SHORT TASK:
Render every line of the records below as a numbered list, one line per item, and omit any blank lines.
+++ DATA TO PROCESS
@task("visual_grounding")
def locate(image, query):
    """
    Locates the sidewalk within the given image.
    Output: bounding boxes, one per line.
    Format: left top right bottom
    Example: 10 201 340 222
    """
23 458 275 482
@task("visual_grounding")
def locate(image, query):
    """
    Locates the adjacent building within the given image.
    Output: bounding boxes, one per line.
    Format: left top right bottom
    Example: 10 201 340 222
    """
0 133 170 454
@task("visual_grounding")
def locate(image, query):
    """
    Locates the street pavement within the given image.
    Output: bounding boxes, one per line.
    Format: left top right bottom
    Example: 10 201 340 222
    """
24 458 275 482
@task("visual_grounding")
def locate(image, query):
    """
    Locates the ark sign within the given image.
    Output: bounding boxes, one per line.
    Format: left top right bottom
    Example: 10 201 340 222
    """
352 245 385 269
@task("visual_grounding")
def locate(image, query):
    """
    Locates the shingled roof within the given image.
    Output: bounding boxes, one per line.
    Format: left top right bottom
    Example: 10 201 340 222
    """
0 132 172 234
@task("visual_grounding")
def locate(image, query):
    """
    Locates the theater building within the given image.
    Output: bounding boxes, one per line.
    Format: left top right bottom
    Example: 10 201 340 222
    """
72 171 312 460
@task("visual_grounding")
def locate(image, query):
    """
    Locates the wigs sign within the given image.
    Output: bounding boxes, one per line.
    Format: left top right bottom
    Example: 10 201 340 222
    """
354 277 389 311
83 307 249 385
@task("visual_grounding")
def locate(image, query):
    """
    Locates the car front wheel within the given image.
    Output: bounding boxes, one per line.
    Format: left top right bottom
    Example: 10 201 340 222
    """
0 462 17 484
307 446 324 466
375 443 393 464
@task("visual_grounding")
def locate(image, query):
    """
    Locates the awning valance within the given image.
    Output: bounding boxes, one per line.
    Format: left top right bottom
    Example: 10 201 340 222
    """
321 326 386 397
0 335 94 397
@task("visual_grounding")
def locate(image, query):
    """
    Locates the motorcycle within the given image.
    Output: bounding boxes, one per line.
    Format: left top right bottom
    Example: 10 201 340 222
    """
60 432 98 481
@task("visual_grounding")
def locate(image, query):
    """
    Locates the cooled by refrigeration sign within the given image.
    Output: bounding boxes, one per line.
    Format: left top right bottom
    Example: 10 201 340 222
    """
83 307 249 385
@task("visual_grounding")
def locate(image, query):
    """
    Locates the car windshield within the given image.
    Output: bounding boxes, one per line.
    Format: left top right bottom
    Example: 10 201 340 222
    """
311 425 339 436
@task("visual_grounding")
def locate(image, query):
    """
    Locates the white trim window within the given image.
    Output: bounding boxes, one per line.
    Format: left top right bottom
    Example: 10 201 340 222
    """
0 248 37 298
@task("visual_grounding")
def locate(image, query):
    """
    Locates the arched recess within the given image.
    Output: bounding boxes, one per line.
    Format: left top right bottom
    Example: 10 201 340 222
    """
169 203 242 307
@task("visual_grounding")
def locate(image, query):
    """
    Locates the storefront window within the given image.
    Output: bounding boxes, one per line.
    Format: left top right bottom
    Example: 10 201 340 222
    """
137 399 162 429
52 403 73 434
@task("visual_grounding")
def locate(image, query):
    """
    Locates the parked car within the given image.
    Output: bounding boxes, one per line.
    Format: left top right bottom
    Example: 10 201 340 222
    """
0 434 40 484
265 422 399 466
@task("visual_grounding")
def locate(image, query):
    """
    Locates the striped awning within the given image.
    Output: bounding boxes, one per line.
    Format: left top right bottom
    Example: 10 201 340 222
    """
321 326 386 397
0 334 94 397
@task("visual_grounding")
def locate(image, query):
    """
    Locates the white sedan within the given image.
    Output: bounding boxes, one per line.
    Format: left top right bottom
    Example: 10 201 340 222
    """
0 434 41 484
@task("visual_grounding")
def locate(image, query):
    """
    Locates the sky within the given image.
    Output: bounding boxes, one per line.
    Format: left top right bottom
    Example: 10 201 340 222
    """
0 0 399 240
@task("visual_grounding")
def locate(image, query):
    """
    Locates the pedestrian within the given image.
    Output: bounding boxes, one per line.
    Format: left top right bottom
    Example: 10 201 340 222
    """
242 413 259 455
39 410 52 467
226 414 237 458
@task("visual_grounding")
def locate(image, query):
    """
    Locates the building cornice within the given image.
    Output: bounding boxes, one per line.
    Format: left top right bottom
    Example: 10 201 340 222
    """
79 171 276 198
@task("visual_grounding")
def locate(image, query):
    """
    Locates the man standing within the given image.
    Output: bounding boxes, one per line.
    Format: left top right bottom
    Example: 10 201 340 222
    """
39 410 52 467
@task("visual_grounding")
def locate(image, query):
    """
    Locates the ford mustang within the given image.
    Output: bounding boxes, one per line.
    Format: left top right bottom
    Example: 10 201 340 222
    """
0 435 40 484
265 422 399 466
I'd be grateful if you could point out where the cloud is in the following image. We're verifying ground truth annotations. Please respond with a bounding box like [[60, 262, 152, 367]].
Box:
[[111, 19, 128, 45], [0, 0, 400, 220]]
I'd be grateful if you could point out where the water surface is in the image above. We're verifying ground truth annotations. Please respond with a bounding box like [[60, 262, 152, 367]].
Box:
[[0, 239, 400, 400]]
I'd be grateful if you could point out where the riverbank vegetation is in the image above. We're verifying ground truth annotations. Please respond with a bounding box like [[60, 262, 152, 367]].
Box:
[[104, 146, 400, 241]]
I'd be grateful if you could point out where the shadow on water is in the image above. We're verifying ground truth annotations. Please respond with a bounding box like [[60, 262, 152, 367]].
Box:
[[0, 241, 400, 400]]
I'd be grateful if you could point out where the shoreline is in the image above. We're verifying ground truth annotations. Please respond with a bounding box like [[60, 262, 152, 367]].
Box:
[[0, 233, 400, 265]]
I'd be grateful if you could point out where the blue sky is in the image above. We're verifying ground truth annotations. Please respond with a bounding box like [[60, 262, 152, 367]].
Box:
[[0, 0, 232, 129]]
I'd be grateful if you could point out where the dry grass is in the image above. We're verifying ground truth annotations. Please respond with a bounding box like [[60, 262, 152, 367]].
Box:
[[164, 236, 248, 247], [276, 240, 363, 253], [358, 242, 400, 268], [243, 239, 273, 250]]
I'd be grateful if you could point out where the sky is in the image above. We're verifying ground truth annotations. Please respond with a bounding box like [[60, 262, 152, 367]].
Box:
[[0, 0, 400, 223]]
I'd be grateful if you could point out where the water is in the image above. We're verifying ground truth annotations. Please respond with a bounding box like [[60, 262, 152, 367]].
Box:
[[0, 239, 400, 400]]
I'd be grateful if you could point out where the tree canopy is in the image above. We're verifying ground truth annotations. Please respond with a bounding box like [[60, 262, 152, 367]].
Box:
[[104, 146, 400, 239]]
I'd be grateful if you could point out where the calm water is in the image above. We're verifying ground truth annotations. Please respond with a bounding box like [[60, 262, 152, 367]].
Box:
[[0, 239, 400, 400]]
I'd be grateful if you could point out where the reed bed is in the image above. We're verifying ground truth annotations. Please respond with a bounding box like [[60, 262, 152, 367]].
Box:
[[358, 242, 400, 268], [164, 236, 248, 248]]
++++++
CORRECT OUTPUT:
1. @task("visual_grounding")
2. def locate(image, query):
3.     """
4.     Locates the sidewalk within the given image.
5.     Output: bounding boxes, one per line.
6.     Format: left top right bottom
7.     Example: 10 201 340 222
8.     """
9. 23 458 275 482
10. @task("visual_grounding")
11. def locate(image, query):
12.     """
13.     Locates the adjacent building within the given image.
14.     Output: bounding boxes, one per line.
15.     Format: left top right bottom
16.     Example: 10 201 340 222
17.     """
18. 0 133 170 454
19. @task("visual_grounding")
20. def locate(image, query):
21.     """
22.     Locates the street pavement within the given image.
23.     Output: bounding boxes, one per line.
24.     Format: left top right bottom
25.     Example: 10 201 340 222
26.     """
27. 24 458 275 482
28. @task("visual_grounding")
29. def locate(image, query):
30.     """
31.     Locates the ark sign within the given image.
32.     Output: bounding boxes, one per line.
33.     Format: left top right bottom
34.     Example: 10 201 340 222
35.     """
36. 352 245 385 269
37. @task("visual_grounding")
38. def locate(image, query):
39.     """
40.     Locates the shingled roof within the given image.
41.     Output: bounding boxes, one per line.
42.     Format: left top right bottom
43.     Example: 10 201 340 222
44.     """
45. 0 132 172 234
46. @task("visual_grounding")
47. def locate(image, query):
48.     """
49.     Locates the theater building within the given image.
50.     Output: bounding boxes, one per line.
51.     Format: left top right bottom
52.     Example: 10 201 340 222
53.     """
54. 72 171 312 460
55. @task("visual_grounding")
56. def locate(image, query):
57.     """
58.     Locates the wigs sign within the given image.
59.     Output: bounding boxes, one per line.
60.     Format: left top right bottom
61.     Example: 10 201 340 222
62.     """
63. 354 277 389 311
64. 83 307 249 385
65. @task("visual_grounding")
66. def locate(image, query):
67.     """
68.     Locates the car front wheel within the given image.
69.     Output: bounding boxes, one per line.
70.     Format: left top right bottom
71.     Example: 10 201 340 222
72.     """
73. 0 462 17 484
74. 307 446 324 466
75. 375 443 393 464
76. @task("visual_grounding")
77. def locate(image, query):
78.     """
79.     Locates the awning valance within the given image.
80.     Output: bounding boxes, one per line.
81.     Format: left top right bottom
82.     Example: 10 201 340 222
83.     """
84. 321 326 386 397
85. 0 335 94 397
86. @task("visual_grounding")
87. def locate(image, query):
88.     """
89.     Locates the motorcycle within the given image.
90.     Output: bounding boxes, one per line.
91.     Format: left top right bottom
92.     Example: 10 201 340 222
93.     """
94. 60 432 98 481
95. @task("visual_grounding")
96. def locate(image, query):
97.     """
98.     Locates the cooled by refrigeration sign within the given image.
99.     Output: bounding boxes, one per line.
100.     Format: left top right bottom
101.     Example: 10 201 340 222
102.     """
103. 83 307 249 385
104. @task("visual_grounding")
105. def locate(image, query):
106.     """
107.     Locates the car windshield within the given image.
108.     Output: bounding boxes, one per line.
109.     Format: left top right bottom
110.     Example: 10 201 340 222
111.     """
112. 311 425 339 436
113. @task("visual_grounding")
114. def locate(image, query):
115.     """
116.     Locates the white trim window within the given image.
117.     Output: bounding boxes, one per line.
118.     Format: left top right bottom
119.     Example: 10 201 340 222
120.     """
121. 0 248 37 298
122. @task("visual_grounding")
123. def locate(image, query):
124.     """
125.     Locates the arched recess within the given image.
126.     Output: bounding boxes, one per line.
127.     Format: left top right bottom
128.     Example: 10 201 340 222
129.     """
130. 169 203 242 307
131. @task("visual_grounding")
132. def locate(image, query):
133.     """
134.     Locates the storefront window within the given image.
135.     Output: bounding boxes, one per line.
136.     Format: left top right bottom
137.     Example: 10 201 340 222
138.     """
139. 137 399 162 429
140. 52 403 73 434
141. @task("visual_grounding")
142. def locate(image, query):
143.     """
144.     Locates the parked car within the given image.
145.     Output: bounding boxes, one per line.
146.     Format: left top right bottom
147.     Example: 10 201 340 222
148.     """
149. 0 434 40 484
150. 265 422 399 466
151. @task("visual_grounding")
152. def locate(image, query):
153.     """
154.     Locates the striped awning within the given image.
155.     Output: bounding boxes, one per line.
156.     Format: left top right bottom
157.     Example: 10 201 340 222
158.     """
159. 321 326 386 397
160. 0 334 94 397
161. @task("visual_grounding")
162. def locate(image, query):
163.     """
164.     Locates the white sedan within the given image.
165.     Output: bounding boxes, one per line.
166.     Format: left top right bottom
167.     Example: 10 201 340 222
168.     """
169. 0 434 41 484
170. @task("visual_grounding")
171. def locate(image, query):
172.     """
173.     Locates the sky within the given image.
174.     Output: bounding boxes, one per line.
175.     Format: left top right bottom
176.     Example: 10 201 340 222
177.     """
178. 0 0 399 240
179. @task("visual_grounding")
180. def locate(image, query):
181.     """
182.     Locates the pedestrian within the given image.
183.     Output: bounding boxes, one per line.
184.     Format: left top right bottom
185.     Example: 10 201 340 222
186.     """
187. 242 413 259 455
188. 39 410 52 467
189. 226 414 237 458
190. @task("visual_grounding")
191. def locate(image, query):
192.     """
193.     Locates the building cornice within the given image.
194.     Output: bounding boxes, one per line.
195.     Format: left top right bottom
196.     Example: 10 201 340 222
197.     """
198. 79 171 276 198
199. @task("visual_grounding")
200. def locate(image, query):
201.     """
202.     Locates the man standing within the given image.
203.     Output: bounding boxes, one per line.
204.     Format: left top right bottom
205.     Example: 10 201 340 222
206.     """
207. 39 410 52 467
208. @task("visual_grounding")
209. def locate(image, query):
210.     """
211.     Locates the ford mustang within the given image.
212.     Output: bounding boxes, one per line.
213.     Format: left top right bottom
214.     Example: 10 201 340 222
215.     """
216. 0 435 40 484
217. 265 422 399 466
218. I'd be grateful if you could point out where the cloud is in the following image. We're verifying ground truth annotations. Please respond with a bounding box like [[60, 262, 152, 367]].
219. Box:
220. [[111, 19, 128, 45], [0, 0, 400, 220]]
221. I'd be grateful if you could point out where the water surface is in the image above. We're verifying ground truth annotations. Please respond with a bounding box like [[60, 262, 152, 367]].
222. Box:
223. [[0, 239, 400, 400]]
224. I'd be grateful if you could point out where the riverbank vegetation is in the image above. We're verifying ground truth annotations. Please respond with a bounding box like [[60, 262, 152, 367]].
225. Box:
226. [[104, 146, 400, 241]]
227. I'd be grateful if you could point out where the shadow on water is in the image above. We're verifying ground truth annotations. Please respond with a bounding box like [[60, 262, 152, 367]].
228. Box:
229. [[0, 241, 400, 400]]
230. I'd be grateful if you could point out where the shoreline is in the image above. We're verifying ground truth annotations. Please respond with a bounding box like [[60, 262, 152, 367]].
231. Box:
232. [[0, 233, 400, 265]]
233. I'd be grateful if you could point out where the blue sky is in the image above. We're verifying ground truth annotations. Please respond with a bounding box like [[60, 262, 152, 367]].
234. Box:
235. [[0, 0, 232, 129]]
236. I'd be grateful if you could point out where the dry grass is in the image above. We're verifying ground truth annotations. Please respond with a bounding box like [[60, 262, 152, 367]].
237. Box:
238. [[164, 236, 248, 247], [276, 240, 363, 253], [358, 242, 400, 268], [243, 239, 273, 250]]
239. I'd be grateful if you could point out where the sky is in the image above. We're verifying ground truth annotations. Please respond with a bounding box like [[60, 262, 152, 367]].
240. Box:
241. [[0, 0, 400, 223]]
242. I'd be grateful if you could point out where the water is in the image above. We're verifying ground truth annotations. Please respond with a bounding box like [[60, 262, 152, 367]].
243. Box:
244. [[0, 239, 400, 400]]
245. I'd be grateful if you could point out where the tree canopy is in the image above. We're verifying ground truth annotations. Please respond with a bounding box like [[60, 262, 152, 367]].
246. Box:
247. [[104, 146, 400, 239]]
248. I'd be grateful if you could point out where the calm water is in the image above. We're verifying ground truth annotations. Please respond with a bounding box like [[60, 262, 152, 367]].
249. Box:
250. [[0, 239, 400, 400]]
251. I'd be grateful if you could point out where the reed bed is in the image above. We're verifying ground truth annotations. Please respond with a bounding box like [[60, 262, 152, 367]].
252. Box:
253. [[358, 242, 400, 268], [164, 236, 248, 248]]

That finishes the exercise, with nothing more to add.